**Exercise objective**
Reproduce every line of the material, exactly as given.

--- Provided records ---

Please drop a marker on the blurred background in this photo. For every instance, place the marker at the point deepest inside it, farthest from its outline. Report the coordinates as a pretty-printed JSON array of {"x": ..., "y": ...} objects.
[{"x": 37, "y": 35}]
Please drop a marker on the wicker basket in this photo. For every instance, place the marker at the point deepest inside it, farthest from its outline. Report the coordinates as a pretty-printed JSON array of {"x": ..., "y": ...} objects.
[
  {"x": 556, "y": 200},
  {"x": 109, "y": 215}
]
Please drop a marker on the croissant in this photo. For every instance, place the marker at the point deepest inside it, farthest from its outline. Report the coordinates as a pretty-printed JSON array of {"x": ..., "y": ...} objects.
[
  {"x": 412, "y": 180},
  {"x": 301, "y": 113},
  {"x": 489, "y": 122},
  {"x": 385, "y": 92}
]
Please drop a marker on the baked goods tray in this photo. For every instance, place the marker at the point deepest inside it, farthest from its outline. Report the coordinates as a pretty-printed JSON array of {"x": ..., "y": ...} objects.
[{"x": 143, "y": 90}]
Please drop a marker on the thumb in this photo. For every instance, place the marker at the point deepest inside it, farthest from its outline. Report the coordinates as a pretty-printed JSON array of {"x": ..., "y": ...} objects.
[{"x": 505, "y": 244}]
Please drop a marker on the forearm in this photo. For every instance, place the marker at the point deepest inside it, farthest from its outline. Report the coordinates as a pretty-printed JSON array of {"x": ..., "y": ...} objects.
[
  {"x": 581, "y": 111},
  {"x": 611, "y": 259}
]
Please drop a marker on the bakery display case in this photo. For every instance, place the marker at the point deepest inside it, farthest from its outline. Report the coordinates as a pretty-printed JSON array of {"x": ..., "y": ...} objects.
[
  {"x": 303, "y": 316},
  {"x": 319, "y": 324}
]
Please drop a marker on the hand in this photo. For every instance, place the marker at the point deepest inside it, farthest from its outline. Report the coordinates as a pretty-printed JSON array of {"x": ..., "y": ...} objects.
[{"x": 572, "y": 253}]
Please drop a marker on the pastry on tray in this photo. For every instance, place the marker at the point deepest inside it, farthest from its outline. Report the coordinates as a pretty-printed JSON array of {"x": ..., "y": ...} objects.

---

**Solution for this exercise**
Please drop a marker on the blurred background in this photo. For every instance, place the marker at the point deepest inside it, farthest from its outline. Report the coordinates as a pretty-printed JSON array of {"x": ..., "y": ...} objects.
[{"x": 37, "y": 35}]
Please drop a marker on the wicker basket in this photo. For every instance, place the marker at the point deepest inside it, farthest from its outline. Report the coordinates as a pretty-printed JSON array of {"x": ..., "y": ...} objects.
[
  {"x": 556, "y": 200},
  {"x": 109, "y": 215}
]
Please drop a marker on the croissant in this photo. For every instance, place the marker at the point deepest inside it, farthest from its outline. Report the coordinates as a pretty-printed JSON array of {"x": ..., "y": ...} objects.
[
  {"x": 412, "y": 180},
  {"x": 301, "y": 113},
  {"x": 489, "y": 122},
  {"x": 385, "y": 92}
]
Please drop a marker on the baked goods tray in this photo. For every instance, place the marker at the point deepest inside it, farthest from its outline. Report the coordinates as a pretty-printed JSON array of {"x": ..., "y": ...} objects.
[{"x": 143, "y": 90}]
Please drop a marker on the thumb in this photo. For every instance, place the marker at the point deepest inside it, farthest from its outline. Report the coordinates as a pretty-printed JSON array of {"x": ..., "y": ...} objects.
[{"x": 505, "y": 244}]
Please drop a marker on the forearm in this photo. For every instance, place the marker at the point deepest inside it, farthest from its outline. Report the coordinates as a pretty-printed JSON array of {"x": ..., "y": ...} objects.
[
  {"x": 581, "y": 111},
  {"x": 611, "y": 259}
]
Please drop a marker on the bakery display case in this photo. For every instance, place the marker at the point deepest inside it, farthest from its outline. Report the coordinates as a pretty-printed JSON array of {"x": ..., "y": ...} objects.
[
  {"x": 303, "y": 316},
  {"x": 319, "y": 324}
]
Please drop a marker on the hand in this photo. For every instance, place the marker at the point deepest inside it, farthest from its outline. Report the coordinates as a pretty-printed JSON array of {"x": ..., "y": ...} objects.
[{"x": 572, "y": 253}]
Please drop a marker on the pastry on tray in this photo. For every instance, place the marker at the point deepest inside it, farthest from its outline. Report the coordinates as a pretty-printed JSON array of {"x": ..., "y": ...} objects.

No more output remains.